AIM:
Your output is the line containing "Could you point out the blue" plus all lines after it to the end of the records, reproduced exactly, with nothing else.

• • • • •

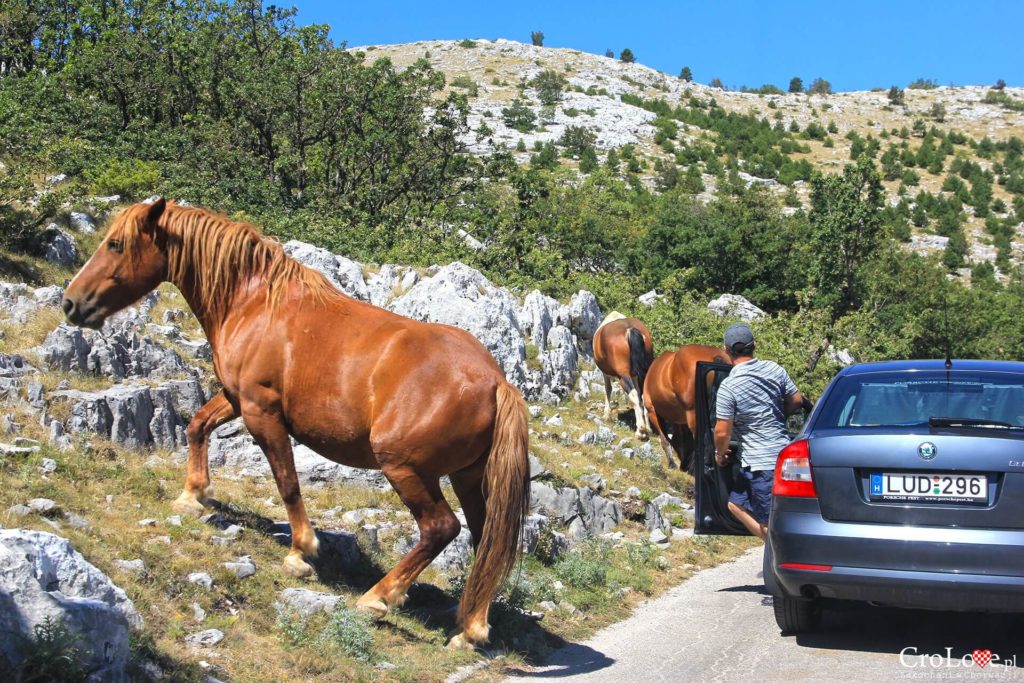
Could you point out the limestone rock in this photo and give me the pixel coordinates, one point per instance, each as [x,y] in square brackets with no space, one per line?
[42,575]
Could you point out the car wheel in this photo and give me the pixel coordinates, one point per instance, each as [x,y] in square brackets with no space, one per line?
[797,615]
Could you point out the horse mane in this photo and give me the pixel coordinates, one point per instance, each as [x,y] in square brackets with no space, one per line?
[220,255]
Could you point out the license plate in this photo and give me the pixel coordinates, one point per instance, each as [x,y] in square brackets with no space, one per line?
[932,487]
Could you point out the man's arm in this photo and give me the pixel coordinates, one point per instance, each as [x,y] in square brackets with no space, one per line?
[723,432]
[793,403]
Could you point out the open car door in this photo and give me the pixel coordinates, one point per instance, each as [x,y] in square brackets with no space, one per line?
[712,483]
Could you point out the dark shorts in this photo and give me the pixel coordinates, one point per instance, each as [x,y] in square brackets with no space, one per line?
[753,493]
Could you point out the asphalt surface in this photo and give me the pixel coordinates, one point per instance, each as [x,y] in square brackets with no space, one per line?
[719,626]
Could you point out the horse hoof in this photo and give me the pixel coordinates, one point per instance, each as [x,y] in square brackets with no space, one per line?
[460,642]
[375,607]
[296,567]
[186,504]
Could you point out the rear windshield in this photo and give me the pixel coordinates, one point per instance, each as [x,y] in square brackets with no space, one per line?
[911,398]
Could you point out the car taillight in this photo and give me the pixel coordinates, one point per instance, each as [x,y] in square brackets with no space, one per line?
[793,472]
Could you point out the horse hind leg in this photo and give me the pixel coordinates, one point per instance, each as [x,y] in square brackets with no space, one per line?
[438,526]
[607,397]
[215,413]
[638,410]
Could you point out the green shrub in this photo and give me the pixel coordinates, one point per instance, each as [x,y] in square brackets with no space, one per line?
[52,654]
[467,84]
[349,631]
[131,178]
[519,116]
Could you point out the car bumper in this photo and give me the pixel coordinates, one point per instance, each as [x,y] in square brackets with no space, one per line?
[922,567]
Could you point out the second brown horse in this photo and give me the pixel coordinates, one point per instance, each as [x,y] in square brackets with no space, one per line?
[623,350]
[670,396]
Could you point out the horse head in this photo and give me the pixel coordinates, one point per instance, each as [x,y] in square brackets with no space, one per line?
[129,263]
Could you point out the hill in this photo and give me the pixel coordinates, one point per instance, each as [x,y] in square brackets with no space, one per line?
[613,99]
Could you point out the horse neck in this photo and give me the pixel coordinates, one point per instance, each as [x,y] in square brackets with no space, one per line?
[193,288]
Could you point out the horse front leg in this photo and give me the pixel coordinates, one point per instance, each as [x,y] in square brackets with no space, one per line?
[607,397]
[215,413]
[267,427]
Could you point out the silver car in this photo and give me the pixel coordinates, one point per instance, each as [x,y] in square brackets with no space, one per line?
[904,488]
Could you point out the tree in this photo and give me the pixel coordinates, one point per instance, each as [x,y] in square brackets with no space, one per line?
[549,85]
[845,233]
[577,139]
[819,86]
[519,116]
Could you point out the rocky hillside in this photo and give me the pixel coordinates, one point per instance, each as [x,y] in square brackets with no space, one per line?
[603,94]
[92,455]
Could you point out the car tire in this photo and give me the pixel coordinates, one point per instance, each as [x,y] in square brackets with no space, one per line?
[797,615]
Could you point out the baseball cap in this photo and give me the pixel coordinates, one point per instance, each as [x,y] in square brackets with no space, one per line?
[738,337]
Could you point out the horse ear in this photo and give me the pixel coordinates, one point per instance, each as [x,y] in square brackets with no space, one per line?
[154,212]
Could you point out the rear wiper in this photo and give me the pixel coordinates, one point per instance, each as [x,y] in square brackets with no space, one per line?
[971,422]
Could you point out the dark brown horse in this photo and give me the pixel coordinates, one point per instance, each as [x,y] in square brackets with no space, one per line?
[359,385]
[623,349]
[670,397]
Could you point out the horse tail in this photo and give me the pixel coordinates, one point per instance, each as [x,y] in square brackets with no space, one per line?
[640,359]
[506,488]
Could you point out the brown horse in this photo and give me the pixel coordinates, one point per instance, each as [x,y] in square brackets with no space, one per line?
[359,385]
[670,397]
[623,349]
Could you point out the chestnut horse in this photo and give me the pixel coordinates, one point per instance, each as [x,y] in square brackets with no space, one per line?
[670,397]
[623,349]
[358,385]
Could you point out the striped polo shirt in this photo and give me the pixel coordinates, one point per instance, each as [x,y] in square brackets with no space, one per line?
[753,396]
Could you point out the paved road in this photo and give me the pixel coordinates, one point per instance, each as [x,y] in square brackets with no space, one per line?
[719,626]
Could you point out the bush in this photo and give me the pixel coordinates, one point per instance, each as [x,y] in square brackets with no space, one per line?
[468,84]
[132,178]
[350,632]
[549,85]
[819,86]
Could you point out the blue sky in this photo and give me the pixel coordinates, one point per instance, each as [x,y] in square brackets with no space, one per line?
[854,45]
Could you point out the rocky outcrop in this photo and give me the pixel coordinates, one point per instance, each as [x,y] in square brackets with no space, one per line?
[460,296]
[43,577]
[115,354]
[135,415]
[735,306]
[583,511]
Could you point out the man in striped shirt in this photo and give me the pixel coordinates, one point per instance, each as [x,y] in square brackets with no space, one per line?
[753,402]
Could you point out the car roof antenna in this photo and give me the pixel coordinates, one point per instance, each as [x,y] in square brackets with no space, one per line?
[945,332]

• • • • •

RESPONSE:
Could you point out the blue sky in this photo and give me the pixel coordinates, one point per instance, each as [x,y] in square brackets with no space, one per line?
[854,45]
Could you point out the rocky outcrop in this photo and give me the pixel coordinates, one point per instance, each as [x,y] in square brackets with no space, one per line?
[460,296]
[43,577]
[115,354]
[135,415]
[735,306]
[583,511]
Could you point out the man in striped shirt in this photo and give me the pixel coordinates, one point per instance, each as [x,y] in square brackets with no space, one per line?
[753,402]
Could you point out the car roof antenna in this photo and give me the pixel coordinates, one point per instance, each as [x,y] in square brackets with no space, one per line?
[945,332]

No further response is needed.